Given data:

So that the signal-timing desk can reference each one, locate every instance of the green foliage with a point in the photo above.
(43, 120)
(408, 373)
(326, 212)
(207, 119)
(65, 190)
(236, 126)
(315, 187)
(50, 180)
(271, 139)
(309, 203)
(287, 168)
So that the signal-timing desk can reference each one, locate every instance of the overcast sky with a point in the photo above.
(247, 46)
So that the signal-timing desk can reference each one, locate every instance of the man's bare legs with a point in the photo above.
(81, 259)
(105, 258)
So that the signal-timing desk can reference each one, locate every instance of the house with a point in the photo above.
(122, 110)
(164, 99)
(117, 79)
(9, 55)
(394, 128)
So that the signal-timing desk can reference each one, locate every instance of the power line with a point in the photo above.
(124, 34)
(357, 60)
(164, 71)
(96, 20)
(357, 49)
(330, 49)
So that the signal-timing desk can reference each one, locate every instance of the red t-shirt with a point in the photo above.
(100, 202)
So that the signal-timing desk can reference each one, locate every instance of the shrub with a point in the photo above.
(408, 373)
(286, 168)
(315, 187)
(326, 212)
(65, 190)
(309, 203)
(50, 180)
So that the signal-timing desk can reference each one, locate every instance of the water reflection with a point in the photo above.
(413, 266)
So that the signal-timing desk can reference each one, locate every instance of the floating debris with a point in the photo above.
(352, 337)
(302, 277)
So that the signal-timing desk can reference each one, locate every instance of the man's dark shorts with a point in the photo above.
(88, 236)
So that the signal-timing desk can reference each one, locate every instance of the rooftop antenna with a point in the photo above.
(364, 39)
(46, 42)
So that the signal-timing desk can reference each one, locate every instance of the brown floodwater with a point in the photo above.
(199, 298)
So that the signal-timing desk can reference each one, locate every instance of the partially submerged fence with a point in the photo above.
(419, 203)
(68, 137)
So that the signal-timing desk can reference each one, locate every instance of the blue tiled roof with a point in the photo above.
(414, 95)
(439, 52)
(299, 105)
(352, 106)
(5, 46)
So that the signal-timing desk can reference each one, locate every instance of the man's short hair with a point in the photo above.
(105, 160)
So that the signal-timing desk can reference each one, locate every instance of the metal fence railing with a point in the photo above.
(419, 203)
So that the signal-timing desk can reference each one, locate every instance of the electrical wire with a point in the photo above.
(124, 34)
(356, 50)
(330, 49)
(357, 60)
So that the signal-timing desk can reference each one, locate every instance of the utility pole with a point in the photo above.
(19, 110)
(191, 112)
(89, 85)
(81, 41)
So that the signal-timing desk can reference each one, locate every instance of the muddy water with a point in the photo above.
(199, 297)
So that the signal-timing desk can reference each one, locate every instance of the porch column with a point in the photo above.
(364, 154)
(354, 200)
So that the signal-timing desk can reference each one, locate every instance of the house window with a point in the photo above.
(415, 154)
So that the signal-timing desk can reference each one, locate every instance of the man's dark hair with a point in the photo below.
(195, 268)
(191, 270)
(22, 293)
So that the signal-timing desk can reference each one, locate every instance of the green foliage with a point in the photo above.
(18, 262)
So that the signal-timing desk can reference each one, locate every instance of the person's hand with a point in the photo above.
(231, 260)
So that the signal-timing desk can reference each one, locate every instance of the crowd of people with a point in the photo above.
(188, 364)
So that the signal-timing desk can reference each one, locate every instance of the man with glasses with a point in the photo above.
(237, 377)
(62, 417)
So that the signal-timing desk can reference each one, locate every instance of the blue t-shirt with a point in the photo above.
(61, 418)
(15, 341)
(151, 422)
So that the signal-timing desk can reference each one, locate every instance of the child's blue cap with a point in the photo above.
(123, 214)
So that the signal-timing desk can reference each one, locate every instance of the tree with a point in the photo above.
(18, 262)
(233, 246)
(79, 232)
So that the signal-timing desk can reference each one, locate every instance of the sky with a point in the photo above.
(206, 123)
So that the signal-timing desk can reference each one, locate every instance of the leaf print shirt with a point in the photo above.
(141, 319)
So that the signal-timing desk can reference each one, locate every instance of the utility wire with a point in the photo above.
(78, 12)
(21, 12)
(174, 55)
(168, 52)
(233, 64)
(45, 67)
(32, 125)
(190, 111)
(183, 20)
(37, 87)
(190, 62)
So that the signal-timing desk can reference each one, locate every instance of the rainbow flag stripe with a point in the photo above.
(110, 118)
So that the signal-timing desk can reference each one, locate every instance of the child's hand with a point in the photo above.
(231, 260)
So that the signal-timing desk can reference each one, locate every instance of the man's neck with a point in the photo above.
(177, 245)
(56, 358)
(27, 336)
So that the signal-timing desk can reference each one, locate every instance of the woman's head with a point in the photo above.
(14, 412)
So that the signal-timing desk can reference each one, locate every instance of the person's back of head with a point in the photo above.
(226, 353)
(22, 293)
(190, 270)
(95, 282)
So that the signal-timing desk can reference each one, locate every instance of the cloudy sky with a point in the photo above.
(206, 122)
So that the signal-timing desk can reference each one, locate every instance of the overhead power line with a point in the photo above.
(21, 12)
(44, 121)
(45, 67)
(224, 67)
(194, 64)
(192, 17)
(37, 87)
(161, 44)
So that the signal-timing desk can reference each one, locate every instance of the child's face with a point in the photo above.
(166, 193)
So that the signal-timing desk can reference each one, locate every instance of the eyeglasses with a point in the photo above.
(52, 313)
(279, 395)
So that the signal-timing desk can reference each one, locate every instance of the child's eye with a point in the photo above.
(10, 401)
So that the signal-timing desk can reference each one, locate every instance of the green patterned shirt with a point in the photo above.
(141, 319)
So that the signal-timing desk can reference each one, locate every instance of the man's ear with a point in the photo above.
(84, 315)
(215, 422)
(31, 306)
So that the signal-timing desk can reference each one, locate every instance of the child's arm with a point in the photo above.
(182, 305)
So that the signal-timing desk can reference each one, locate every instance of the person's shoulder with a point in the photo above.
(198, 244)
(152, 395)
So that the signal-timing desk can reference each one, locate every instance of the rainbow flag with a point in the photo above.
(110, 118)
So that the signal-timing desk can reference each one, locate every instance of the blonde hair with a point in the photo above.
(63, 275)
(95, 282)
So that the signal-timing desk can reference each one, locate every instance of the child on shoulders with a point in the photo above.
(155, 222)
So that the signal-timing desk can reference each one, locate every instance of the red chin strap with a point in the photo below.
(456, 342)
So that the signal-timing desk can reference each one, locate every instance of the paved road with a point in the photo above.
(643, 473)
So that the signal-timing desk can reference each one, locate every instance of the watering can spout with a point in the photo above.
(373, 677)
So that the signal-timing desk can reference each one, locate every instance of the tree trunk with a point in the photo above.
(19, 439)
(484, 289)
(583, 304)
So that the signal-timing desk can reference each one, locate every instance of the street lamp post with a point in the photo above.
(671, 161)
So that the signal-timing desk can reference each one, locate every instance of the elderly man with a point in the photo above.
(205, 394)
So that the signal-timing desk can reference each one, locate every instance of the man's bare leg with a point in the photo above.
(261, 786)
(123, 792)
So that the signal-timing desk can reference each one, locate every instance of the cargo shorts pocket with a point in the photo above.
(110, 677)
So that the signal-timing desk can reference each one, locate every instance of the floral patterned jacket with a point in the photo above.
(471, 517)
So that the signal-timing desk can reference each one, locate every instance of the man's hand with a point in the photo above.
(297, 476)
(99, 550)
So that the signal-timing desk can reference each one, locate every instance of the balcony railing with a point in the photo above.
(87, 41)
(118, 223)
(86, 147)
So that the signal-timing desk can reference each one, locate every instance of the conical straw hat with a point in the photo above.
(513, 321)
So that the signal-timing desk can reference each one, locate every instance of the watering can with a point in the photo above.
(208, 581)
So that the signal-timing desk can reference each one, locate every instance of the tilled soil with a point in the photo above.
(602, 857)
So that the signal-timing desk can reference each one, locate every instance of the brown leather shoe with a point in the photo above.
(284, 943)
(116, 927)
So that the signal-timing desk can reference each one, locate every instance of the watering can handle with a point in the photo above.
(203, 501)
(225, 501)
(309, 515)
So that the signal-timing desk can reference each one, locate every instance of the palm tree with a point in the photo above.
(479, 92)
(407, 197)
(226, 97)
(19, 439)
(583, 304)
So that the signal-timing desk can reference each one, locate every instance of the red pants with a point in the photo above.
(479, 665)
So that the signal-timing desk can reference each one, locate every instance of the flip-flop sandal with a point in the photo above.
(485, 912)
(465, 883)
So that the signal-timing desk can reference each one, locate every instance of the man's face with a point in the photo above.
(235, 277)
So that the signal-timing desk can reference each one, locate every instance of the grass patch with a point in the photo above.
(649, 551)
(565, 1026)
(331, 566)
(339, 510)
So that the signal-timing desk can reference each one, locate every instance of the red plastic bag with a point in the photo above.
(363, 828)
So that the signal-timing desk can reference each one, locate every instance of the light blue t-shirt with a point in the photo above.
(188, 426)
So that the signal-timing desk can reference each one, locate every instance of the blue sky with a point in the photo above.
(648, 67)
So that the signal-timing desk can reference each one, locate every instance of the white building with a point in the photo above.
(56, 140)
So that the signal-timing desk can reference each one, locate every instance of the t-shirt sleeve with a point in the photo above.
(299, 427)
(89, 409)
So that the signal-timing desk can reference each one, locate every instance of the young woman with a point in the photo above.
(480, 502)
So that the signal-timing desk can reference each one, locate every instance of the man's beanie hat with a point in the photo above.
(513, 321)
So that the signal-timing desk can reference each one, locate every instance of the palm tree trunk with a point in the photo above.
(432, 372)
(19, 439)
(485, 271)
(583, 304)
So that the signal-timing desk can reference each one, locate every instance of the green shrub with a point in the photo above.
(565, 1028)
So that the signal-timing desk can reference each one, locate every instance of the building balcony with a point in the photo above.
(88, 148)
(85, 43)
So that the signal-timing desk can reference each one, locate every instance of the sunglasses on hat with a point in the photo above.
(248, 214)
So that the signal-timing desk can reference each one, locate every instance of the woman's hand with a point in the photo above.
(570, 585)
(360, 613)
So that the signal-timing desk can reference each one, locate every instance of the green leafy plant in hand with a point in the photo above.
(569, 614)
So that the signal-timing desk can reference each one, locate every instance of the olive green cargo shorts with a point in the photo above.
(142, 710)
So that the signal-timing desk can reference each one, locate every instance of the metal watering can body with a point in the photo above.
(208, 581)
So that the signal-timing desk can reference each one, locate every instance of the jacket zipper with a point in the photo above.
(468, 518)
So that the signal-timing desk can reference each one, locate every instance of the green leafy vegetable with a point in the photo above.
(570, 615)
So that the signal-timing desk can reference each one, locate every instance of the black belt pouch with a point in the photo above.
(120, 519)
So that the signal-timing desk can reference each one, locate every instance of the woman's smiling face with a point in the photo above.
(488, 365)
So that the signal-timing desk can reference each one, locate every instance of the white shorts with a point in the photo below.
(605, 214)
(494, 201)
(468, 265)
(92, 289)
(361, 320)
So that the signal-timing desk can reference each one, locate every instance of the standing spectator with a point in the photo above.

Exercise aim:
With the line containing "the woman's smiling" as the start and the last line of the listing as the end, restate that stretch word for word and nothing else.

Answer for this exercise:
So that the signal-timing desk can reference each one, locate every instance of the woman's smiling face with a point in the photo above.
(488, 365)
So that the signal-timing desk can reference each one, locate every instance of the white shorts with a point in the photo below.
(605, 214)
(494, 201)
(468, 265)
(92, 289)
(361, 320)
So that the signal-timing desk can reference each one, locate every instance of the standing spectator with a point in the photo above.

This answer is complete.